■ Exercise objective
Write the entries out again. Every character must match.

■ Given entries
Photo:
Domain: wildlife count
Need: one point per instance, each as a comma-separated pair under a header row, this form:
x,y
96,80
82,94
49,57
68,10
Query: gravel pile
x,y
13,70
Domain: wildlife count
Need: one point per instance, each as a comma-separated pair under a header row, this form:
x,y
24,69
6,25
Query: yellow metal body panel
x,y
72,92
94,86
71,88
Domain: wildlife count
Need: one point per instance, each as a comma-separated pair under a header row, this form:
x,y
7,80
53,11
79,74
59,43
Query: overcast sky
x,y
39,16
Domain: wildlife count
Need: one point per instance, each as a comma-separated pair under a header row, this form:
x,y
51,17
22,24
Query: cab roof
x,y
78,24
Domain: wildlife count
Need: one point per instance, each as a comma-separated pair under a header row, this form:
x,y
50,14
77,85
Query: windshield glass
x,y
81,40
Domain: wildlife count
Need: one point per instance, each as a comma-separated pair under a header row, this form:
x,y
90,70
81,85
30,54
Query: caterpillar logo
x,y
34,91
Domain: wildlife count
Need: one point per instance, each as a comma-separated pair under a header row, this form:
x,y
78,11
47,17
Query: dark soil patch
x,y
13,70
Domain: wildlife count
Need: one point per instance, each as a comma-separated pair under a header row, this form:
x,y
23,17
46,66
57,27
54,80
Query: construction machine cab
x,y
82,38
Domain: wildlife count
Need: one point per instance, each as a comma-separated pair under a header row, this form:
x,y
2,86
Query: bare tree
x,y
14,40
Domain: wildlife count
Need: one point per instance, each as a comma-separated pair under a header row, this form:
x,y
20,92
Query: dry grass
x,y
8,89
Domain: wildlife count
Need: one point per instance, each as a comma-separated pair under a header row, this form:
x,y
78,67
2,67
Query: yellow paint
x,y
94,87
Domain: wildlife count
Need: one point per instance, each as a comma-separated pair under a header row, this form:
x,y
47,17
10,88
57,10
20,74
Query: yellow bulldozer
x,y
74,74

■ Reply to the task
Photo:
Domain: wildlife count
Need: one point per instance, each as a comma-separated pair under a header row, this form:
x,y
96,80
82,94
49,57
68,10
Query: gravel pile
x,y
13,70
Domain: wildlife count
Need: one point per instance, each as a comma-separated pair under a header row, this form:
x,y
24,69
6,25
Query: yellow metal body panel
x,y
72,92
94,86
71,88
Domain: wildlife count
Need: one point per instance, each as a comma-separated pair under a header row, this form:
x,y
7,80
53,11
79,74
59,43
Query: overcast sky
x,y
39,16
Domain: wildlife count
Need: one point per instance, each as a comma-separated pair under a header row, this form:
x,y
51,17
22,24
Query: cab roof
x,y
78,24
Domain: wildlife count
Need: one point per instance, each as a comma-separated pair under a header row, this form:
x,y
50,14
77,85
Query: windshield glass
x,y
81,40
Domain: wildlife count
Need: one point per instance, each as a comma-separated pair under a header row, this form:
x,y
90,70
81,85
30,54
Query: caterpillar logo
x,y
34,91
Domain: wildlife count
Need: one point per instance, each as a comma-separated pair under a header row, this form:
x,y
78,11
47,17
Query: dark soil patch
x,y
13,70
Domain: wildlife count
Need: one point per instance, each as a comma-separated pair under a header row, this form:
x,y
23,17
46,66
57,27
54,80
Query: construction machine cab
x,y
82,38
Domain: wildlife count
Need: one point per instance, each as a comma-separated pair under a header row, this form:
x,y
2,86
Query: bare tree
x,y
14,40
Domain: wildlife count
Need: one point per instance, each as a comma-separated pair under a header row, this form:
x,y
20,92
Query: dry grass
x,y
8,89
Domain: wildlife count
Need: one point per instance, each as a comma-separated pair under a header row, this form:
x,y
78,67
2,67
Query: yellow paint
x,y
94,87
Domain: wildlife count
Need: one point per instance, each as a comma-separated pair under a header row, this form:
x,y
47,17
10,88
57,10
20,74
Query: yellow bulldozer
x,y
74,74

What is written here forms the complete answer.